Stored entries
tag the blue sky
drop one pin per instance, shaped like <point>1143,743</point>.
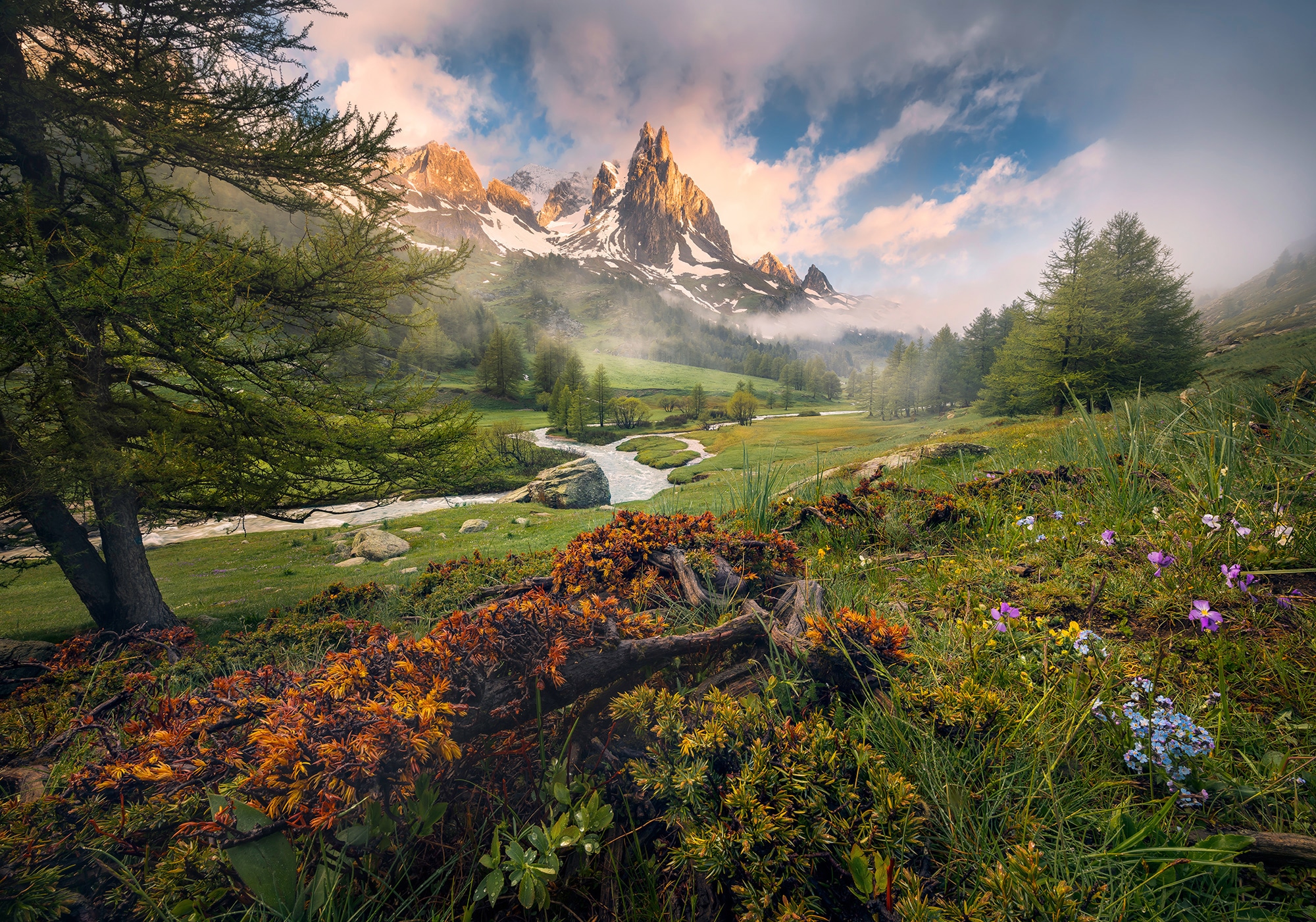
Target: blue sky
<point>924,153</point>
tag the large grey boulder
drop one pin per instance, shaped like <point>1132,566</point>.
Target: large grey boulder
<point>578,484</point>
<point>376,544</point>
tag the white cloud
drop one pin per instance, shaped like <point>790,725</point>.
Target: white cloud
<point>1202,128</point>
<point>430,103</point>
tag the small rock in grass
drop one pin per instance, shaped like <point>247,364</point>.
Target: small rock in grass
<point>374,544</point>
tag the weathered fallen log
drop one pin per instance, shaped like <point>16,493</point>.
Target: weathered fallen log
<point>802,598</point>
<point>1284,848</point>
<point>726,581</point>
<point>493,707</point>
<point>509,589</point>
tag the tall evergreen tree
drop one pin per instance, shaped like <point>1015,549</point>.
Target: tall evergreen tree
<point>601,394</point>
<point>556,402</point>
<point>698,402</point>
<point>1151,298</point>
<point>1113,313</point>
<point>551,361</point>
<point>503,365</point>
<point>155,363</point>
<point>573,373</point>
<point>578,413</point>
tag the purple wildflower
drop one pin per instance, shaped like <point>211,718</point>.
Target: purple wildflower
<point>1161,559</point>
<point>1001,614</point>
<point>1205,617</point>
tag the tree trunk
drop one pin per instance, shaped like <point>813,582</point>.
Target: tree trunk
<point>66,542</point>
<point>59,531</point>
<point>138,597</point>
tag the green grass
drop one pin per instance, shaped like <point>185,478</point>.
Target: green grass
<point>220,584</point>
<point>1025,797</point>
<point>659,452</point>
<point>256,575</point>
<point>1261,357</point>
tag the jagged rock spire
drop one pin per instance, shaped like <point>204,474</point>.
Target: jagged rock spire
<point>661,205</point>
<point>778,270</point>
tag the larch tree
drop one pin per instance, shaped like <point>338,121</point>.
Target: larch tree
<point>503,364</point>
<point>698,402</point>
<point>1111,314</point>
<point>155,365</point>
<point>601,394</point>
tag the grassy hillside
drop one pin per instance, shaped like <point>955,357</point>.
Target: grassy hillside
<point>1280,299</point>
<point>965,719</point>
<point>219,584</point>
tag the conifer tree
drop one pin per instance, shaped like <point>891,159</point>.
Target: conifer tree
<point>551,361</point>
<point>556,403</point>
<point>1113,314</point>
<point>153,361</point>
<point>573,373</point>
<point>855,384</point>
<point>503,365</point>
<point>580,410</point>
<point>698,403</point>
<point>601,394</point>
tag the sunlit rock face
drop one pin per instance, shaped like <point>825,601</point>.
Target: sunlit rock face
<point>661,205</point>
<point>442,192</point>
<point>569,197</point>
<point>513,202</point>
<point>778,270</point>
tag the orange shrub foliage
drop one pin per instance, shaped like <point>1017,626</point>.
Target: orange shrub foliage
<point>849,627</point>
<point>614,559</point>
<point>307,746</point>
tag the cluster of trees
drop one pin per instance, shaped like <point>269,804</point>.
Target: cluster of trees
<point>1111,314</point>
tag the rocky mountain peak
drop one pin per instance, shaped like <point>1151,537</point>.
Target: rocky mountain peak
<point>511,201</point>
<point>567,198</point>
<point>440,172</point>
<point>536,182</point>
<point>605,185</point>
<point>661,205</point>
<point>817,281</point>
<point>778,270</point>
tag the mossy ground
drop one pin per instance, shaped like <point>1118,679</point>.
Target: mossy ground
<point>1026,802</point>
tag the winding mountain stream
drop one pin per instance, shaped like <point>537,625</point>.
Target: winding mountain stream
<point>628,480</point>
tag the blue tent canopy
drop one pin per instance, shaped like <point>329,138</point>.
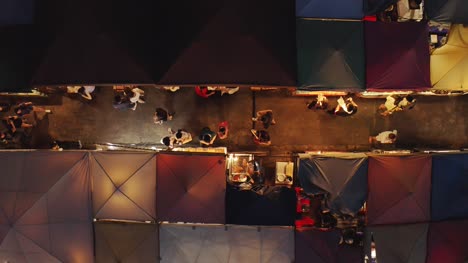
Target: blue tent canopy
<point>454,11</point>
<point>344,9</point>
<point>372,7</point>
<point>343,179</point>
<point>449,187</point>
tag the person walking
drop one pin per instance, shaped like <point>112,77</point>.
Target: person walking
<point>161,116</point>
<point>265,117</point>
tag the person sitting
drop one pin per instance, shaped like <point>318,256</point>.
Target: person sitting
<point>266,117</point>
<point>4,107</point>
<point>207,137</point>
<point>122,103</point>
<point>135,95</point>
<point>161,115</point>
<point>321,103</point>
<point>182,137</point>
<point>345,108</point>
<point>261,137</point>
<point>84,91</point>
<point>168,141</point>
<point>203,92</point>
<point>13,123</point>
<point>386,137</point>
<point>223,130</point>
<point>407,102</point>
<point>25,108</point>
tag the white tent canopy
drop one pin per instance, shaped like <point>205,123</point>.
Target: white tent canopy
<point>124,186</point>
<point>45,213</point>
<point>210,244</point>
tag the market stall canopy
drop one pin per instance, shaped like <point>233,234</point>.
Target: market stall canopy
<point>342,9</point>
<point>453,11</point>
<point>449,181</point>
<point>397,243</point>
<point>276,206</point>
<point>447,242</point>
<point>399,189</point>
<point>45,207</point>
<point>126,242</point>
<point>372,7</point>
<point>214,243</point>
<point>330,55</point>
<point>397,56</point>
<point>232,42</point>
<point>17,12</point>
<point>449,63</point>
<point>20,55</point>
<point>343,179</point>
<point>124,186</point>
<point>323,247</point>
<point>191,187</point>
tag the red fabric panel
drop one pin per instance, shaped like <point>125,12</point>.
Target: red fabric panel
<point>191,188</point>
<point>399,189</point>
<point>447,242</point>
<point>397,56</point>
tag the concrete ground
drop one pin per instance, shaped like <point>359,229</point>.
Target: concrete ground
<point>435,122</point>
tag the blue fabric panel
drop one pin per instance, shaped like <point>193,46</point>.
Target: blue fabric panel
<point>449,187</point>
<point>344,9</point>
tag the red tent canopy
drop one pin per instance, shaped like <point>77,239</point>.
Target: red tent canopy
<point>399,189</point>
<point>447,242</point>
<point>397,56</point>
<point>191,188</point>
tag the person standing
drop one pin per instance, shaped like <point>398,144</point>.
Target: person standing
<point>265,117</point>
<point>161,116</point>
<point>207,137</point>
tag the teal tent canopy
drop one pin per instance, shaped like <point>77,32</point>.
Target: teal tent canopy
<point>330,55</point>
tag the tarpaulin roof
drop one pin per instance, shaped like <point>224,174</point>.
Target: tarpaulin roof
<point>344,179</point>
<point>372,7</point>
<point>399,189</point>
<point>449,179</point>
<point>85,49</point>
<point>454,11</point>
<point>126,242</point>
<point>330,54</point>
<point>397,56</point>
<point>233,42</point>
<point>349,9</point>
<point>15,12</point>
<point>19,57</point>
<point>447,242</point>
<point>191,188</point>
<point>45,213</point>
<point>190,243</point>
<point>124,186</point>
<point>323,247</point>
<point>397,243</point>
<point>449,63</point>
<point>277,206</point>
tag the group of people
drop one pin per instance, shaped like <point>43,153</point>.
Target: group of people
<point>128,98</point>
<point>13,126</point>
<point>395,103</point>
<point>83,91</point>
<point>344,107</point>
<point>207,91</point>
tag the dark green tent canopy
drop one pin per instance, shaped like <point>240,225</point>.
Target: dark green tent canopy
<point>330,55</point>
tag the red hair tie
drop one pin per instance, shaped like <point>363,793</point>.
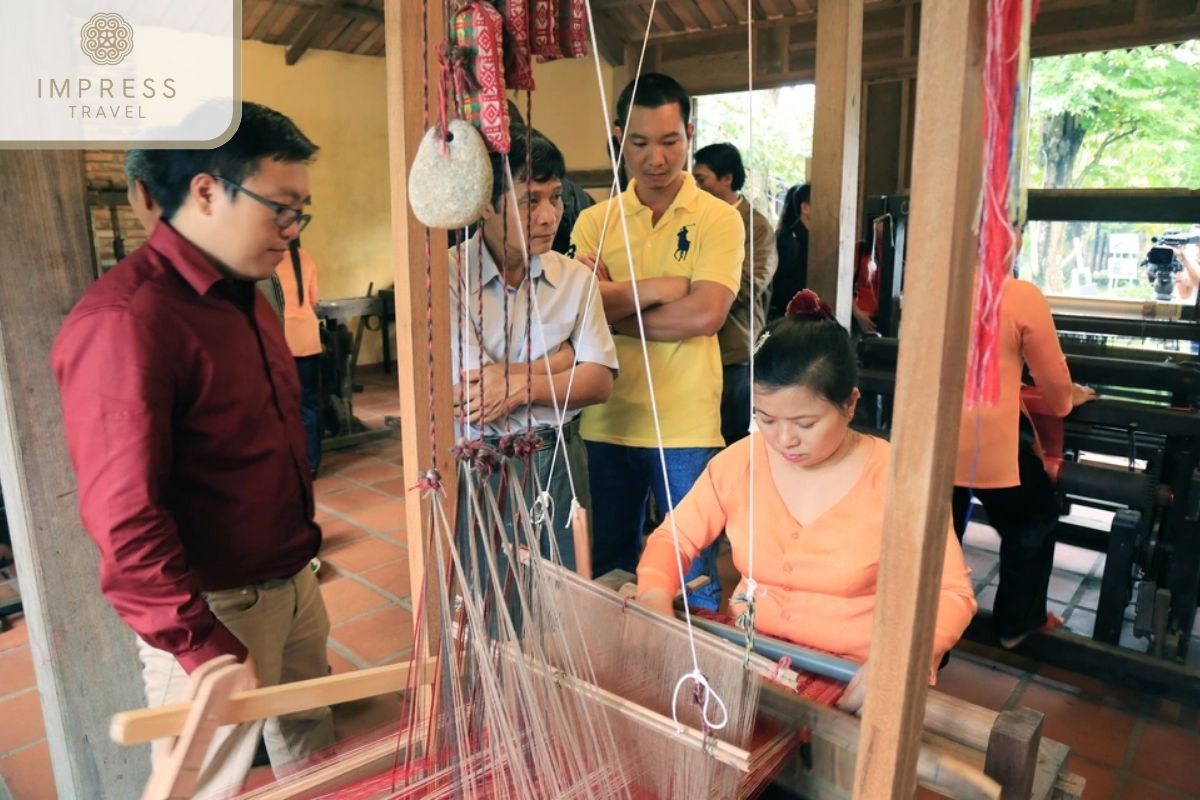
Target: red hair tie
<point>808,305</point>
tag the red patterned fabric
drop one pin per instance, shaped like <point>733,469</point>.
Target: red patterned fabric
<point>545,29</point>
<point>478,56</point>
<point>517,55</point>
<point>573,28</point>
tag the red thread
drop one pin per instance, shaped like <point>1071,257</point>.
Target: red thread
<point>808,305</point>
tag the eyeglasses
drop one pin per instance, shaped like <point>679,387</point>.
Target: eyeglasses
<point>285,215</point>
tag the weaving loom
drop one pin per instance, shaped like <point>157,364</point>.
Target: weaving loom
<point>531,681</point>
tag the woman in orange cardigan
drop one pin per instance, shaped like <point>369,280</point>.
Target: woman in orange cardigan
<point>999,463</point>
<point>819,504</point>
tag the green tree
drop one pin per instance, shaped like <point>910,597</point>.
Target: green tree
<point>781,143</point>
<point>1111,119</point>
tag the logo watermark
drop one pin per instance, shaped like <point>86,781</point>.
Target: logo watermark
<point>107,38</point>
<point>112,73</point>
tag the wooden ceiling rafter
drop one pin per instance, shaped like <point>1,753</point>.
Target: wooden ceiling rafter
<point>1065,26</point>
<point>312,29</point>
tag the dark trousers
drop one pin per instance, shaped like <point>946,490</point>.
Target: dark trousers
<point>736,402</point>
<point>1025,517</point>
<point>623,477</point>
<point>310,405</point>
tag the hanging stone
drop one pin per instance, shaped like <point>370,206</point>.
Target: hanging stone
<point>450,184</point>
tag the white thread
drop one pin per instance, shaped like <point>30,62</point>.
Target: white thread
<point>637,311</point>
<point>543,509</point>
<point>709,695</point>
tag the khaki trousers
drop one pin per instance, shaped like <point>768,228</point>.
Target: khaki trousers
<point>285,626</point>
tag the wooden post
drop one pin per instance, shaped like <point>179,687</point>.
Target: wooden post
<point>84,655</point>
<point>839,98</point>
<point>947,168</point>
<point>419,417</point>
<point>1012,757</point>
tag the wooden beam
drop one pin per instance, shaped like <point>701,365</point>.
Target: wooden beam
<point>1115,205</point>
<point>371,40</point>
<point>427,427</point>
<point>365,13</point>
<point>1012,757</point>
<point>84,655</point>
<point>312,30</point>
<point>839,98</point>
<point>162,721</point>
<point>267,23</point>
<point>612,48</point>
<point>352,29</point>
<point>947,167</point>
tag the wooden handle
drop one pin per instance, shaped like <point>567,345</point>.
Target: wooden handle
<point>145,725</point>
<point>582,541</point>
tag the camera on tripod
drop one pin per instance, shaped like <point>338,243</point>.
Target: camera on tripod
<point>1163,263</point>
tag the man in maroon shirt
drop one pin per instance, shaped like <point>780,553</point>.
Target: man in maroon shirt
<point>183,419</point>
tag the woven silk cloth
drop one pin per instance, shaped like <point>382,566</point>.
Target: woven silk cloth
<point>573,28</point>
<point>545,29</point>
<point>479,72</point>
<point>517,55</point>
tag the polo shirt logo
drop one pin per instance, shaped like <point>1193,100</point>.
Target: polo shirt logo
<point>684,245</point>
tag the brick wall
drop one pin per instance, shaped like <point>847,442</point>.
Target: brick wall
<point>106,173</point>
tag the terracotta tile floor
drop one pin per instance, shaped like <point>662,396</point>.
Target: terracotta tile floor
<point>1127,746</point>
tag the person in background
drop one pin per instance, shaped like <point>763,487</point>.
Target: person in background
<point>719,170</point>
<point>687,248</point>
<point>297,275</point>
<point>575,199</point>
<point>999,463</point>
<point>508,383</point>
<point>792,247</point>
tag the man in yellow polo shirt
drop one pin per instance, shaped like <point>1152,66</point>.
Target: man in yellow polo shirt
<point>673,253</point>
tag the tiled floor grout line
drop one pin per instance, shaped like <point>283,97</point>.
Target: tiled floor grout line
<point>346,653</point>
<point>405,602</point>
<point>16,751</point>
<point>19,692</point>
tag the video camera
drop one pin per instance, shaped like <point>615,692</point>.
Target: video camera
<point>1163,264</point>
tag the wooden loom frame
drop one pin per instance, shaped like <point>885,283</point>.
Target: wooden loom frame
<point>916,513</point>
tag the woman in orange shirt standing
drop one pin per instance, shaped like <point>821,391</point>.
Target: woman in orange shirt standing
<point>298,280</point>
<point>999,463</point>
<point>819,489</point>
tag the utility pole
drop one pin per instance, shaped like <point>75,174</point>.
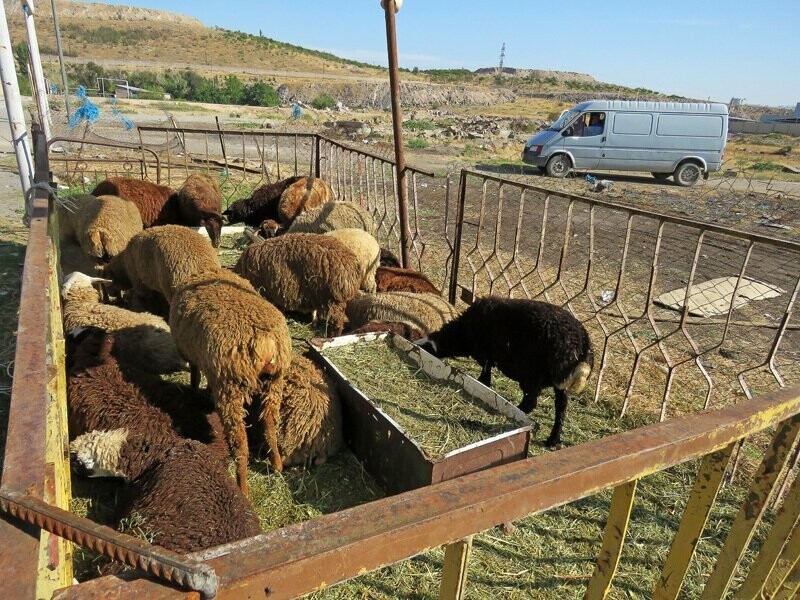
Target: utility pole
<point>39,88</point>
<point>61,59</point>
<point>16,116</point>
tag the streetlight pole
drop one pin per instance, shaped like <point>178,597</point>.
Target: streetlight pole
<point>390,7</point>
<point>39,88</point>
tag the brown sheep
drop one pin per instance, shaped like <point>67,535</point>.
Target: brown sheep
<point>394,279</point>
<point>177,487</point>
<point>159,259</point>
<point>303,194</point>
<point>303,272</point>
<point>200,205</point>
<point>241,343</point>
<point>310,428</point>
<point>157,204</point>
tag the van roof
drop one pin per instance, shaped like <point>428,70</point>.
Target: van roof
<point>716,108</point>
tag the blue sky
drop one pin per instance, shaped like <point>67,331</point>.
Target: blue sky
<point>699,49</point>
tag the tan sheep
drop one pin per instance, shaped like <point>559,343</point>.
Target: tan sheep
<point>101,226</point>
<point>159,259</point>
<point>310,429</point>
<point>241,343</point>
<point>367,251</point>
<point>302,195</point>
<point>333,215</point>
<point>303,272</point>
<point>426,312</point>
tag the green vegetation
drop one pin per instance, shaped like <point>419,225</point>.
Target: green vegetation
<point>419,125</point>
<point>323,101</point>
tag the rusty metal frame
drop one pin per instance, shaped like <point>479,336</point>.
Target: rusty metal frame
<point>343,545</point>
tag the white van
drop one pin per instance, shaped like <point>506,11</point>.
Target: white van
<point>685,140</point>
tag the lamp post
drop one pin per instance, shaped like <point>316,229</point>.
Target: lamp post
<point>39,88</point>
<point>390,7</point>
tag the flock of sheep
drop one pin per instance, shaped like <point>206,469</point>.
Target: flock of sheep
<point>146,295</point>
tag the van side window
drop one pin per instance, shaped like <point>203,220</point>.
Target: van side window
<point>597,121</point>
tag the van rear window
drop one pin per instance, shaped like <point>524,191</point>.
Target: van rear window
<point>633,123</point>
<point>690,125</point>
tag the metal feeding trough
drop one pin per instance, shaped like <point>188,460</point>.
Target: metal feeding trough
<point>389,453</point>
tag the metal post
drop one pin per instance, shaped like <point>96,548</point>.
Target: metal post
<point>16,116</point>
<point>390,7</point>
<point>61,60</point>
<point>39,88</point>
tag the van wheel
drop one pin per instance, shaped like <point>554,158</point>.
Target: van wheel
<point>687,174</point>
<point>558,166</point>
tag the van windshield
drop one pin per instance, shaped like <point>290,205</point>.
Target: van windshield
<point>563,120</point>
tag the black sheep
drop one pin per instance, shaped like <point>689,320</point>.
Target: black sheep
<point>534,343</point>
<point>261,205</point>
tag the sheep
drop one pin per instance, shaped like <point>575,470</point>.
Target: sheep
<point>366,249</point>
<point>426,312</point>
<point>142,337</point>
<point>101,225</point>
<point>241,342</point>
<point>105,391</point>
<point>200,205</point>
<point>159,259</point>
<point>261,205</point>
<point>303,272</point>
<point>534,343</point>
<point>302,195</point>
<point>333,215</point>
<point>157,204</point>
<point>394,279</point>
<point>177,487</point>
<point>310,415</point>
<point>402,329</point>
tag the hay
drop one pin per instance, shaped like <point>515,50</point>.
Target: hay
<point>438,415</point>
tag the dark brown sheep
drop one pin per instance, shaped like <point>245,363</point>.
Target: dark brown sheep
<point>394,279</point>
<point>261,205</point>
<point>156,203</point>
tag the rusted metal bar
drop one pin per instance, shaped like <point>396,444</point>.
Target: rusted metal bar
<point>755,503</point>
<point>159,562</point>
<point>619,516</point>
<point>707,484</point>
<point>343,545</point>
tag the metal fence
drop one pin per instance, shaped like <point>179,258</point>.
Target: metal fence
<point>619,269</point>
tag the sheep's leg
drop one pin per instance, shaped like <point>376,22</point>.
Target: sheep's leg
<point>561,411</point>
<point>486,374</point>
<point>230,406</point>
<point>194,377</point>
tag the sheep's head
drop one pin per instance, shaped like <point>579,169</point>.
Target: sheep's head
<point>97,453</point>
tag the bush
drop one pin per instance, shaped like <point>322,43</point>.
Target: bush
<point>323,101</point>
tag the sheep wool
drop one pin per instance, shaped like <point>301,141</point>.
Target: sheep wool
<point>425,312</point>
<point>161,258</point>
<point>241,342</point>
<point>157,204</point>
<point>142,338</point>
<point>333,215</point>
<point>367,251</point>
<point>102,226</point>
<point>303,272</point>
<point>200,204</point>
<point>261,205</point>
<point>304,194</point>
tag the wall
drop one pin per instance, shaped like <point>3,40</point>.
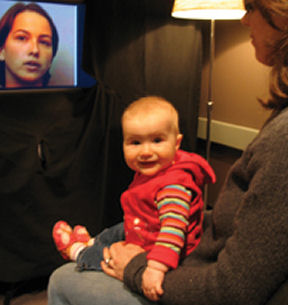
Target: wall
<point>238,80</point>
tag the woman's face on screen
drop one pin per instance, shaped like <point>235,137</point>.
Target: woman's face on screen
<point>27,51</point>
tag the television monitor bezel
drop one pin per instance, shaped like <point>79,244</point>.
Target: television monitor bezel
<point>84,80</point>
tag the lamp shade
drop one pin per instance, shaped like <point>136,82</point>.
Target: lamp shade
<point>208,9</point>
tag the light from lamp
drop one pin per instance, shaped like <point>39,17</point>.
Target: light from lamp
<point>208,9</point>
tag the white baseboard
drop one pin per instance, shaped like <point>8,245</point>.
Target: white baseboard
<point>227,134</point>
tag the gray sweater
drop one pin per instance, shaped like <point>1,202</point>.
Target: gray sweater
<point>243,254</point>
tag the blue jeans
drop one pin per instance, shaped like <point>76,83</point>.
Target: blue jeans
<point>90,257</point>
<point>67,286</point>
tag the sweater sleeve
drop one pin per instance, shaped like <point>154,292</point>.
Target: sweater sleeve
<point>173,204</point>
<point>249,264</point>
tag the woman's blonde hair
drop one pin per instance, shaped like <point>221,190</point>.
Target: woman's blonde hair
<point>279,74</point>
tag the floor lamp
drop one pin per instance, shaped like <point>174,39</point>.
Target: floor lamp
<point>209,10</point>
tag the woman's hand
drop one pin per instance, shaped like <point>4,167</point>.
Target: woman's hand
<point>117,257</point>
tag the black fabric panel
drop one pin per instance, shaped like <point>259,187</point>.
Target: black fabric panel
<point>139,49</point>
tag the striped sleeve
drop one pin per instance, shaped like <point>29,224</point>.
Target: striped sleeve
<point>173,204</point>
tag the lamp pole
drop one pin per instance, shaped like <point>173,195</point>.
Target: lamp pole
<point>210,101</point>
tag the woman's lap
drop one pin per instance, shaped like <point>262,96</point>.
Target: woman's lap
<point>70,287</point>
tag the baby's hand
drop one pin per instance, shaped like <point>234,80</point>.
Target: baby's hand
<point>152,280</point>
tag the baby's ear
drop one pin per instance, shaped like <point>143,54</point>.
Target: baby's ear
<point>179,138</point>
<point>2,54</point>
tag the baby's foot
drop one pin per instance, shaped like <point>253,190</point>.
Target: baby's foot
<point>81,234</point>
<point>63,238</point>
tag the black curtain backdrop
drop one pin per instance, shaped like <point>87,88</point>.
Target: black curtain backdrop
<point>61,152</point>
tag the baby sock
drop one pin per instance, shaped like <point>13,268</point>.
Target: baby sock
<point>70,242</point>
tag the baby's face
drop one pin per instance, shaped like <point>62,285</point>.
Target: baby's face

▶ [WORK ITEM] After locating the line containing "drop one pin per instance, shaped like <point>1118,679</point>." in the entries above, return it and every line after it exactly, ending at the line containing "drop one pin per instance, shaped like <point>318,256</point>.", without pictures.

▶ [RESULT FOR THIS TASK]
drop one pin per instance, shaped like <point>1118,679</point>.
Target: mossy ground
<point>1026,802</point>
tag the winding mountain stream
drop one pin per instance, shaped like <point>537,625</point>.
Target: winding mountain stream
<point>628,480</point>
tag the blue tent canopy
drop one pin per instance, shaped like <point>329,138</point>.
Target: blue tent canopy
<point>454,11</point>
<point>344,9</point>
<point>372,7</point>
<point>343,179</point>
<point>449,187</point>
tag the person walking
drop one pin per instance, shaped like <point>112,77</point>.
Target: person walking
<point>161,116</point>
<point>265,117</point>
tag the person sitting
drop one pin per instance, shaped like <point>318,256</point>.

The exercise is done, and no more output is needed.